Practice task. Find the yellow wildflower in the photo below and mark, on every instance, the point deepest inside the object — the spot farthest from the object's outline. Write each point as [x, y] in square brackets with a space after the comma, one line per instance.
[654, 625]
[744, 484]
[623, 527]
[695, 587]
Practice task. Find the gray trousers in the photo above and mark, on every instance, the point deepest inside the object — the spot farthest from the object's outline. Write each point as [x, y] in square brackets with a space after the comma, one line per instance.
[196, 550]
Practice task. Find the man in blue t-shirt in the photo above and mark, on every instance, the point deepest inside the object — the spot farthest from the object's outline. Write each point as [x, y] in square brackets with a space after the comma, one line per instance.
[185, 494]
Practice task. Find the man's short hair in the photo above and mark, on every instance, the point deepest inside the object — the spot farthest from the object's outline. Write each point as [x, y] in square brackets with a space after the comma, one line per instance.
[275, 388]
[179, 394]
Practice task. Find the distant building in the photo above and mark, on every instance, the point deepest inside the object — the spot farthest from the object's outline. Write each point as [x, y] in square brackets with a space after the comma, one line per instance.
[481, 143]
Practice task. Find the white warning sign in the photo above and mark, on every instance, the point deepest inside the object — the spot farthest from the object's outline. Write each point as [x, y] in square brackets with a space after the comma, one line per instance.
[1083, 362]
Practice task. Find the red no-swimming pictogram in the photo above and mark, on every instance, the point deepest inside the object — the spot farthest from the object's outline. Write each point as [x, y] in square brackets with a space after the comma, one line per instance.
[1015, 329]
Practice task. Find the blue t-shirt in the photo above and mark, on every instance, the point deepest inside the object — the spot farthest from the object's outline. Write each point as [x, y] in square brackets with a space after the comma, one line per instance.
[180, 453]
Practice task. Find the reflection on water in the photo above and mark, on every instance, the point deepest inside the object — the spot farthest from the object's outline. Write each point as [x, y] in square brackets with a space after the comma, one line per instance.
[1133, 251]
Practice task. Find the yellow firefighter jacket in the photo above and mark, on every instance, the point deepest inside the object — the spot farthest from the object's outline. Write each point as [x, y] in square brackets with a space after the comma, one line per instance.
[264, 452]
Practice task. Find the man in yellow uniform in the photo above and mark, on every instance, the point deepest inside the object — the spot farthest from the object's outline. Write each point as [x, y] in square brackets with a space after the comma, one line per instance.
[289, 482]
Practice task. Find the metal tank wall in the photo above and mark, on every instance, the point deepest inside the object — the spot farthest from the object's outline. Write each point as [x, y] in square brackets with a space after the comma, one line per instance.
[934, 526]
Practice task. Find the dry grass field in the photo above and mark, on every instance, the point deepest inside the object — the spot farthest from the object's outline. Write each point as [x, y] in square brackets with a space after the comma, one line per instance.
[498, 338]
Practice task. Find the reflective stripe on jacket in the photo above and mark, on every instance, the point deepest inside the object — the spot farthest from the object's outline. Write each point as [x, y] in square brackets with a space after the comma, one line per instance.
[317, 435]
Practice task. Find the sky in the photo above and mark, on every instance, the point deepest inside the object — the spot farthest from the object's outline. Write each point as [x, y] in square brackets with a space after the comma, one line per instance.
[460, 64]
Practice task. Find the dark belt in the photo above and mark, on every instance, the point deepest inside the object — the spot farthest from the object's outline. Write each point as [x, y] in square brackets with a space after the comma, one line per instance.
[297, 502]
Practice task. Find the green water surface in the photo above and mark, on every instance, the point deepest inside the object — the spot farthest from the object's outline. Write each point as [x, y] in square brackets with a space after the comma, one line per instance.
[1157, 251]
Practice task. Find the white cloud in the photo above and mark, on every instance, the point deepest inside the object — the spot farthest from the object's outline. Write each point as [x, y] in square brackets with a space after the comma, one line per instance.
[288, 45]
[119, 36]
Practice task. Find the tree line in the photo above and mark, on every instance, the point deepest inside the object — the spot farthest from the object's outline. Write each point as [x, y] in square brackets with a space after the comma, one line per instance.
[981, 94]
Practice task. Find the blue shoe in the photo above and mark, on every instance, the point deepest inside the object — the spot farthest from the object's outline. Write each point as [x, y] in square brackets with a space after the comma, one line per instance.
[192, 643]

EXERCISE INSTRUCTIONS: Give back all of the entries above, unchanged in every word.

TASK SOLUTION:
Practice task. Find the yellow wildflower in the photo below and mark, on every instance, the point deepest inside the object — the spot farthest from the object's outline. Write each point as [x, y] in square brackets with a space after the comma, one line per instance.
[654, 625]
[744, 484]
[623, 527]
[695, 587]
Practice task. Find the gray trousers in the photo above and mark, on every instance, the point deepest inside the object — the spot farthest from the object's outline. Write each point as [x, y] in square brackets with a space after the comma, one line per instance.
[196, 550]
Practice task. Find the man in blue t-shirt in the photo above and mark, on every instance, the point deepest inside the object — the spot farthest from the object's outline. Write each point as [x, y] in square brackets with a space after the comma, one line per instance.
[185, 494]
Practice task. Find the man's short hair in the photo above and mark, on every instance, the point deepest inside the object — the spot farthest from the object's outline. Write each point as [x, y] in square brackets with a space after the comma, one line per instance.
[275, 388]
[179, 394]
Practice task. Find the distant building in the photo above and mark, on every instance, the point deepest inside the object — the spot farthest from the object's outline. Write each point as [x, y] in square brackets with a space after the comma, one line per instance.
[481, 143]
Practice task. Find the white warning sign in the photo above and mark, on every instance, the point deepest inside the object — the spot farthest from the object's outline. Write each point as [x, y] in square brackets with a space after the comma, one line per instance.
[1083, 362]
Practice task. Find the red no-swimming pictogram in the photo above and mark, on every instance, the point deepest inside the object — the spot farthest from the object's outline. Write each point as [x, y] in square brackets with a space after the comma, one line per instance.
[1015, 329]
Practice task. Find the blue t-shirt in the photo above and mark, on every instance, the point deepest inside the object — the spot farthest from the object's outline. Write each point as [x, y] in square brackets with a space after the comma, one line per instance.
[180, 453]
Practice task. Find the reflection on water in the photo above and mark, on every instance, the point deepest inside the object — the spot farthest from the object's outline. Write each point as [x, y] in square brackets with a space after the comma, one line per instance.
[1133, 251]
Practice task. Find the yellow firefighter jacket in the photo above and mark, on every instance, the point deepest inside the object — the spot farthest from the object's outline. Write each point as [x, y] in square brackets with a space after the comma, one line per instance.
[264, 452]
Practice task. Find the man in yellow uniform in the photo above and mark, on every instance, the point deepest inside the object — the spot farthest from the object's outline. Write each point as [x, y] in square brackets with a space after the comma, one line per instance.
[289, 482]
Practice task. Find the metal tank wall in the photo above and mark, on every instance, the point deepest inside the object — the spot farthest from the object's outline. Write each point as [x, y] in square brackets with a space after the comma, one line per instance.
[934, 526]
Practice task. Find the dry grass field in the photo above and mark, on every instance, the point deepest inside the object — the spot farthest from the object's outline. Write each point as [x, y] in square brackets with a space after the comma, one line per instance.
[498, 338]
Practice task. Find the reflective stripe on jacket in the photo above and mark, on every instance, the point deepest inside the object — the spot farthest from the object's outline. Write each point as [x, y] in square brackets with a space after the comma, one line per instance.
[317, 435]
Practice task. Find the sky in the photo above and mark, on every instance, the point deepest inside the object — the spot farthest from the object's outline. Write each point as [x, y] in square brackets with a space after the comma, one line per instance.
[460, 64]
Practice task. Find the dark belt in the photo above and mark, on every instance, the point deepest inside the object — the spot farthest from the object's outline. Write each point as [x, y] in square brackets with a space after the comma, one line per instance.
[297, 502]
Practice task. Find the green water surface in the photo above and mark, on every instance, the point deepest inside the object — the spot farthest from the object's outline. Write each point as [x, y] in square brackets with a space after the comma, one line per instance.
[1157, 251]
Practice task. Find the white cloud in the photo above and mark, on every instance, the point deepest inside the object — the spot farthest from the object's outline. Write each point as [x, y] in square brackets with a space after the comma, one line per instance.
[288, 45]
[119, 36]
Practice task. Find the tree line in the photo above and mark, on every instance, the point deepest inside the object — the spot farthest from the object's outline. Write each point as [x, y] in square brackets with a space after the comma, one line per instance.
[981, 94]
Practice task. Find the blue shoe in the photo above and mark, on every instance, the point deepest inside the object — the spot farthest from the object's outline. Write each point as [x, y] in square brackets with a space after the comma, one line per instance.
[192, 643]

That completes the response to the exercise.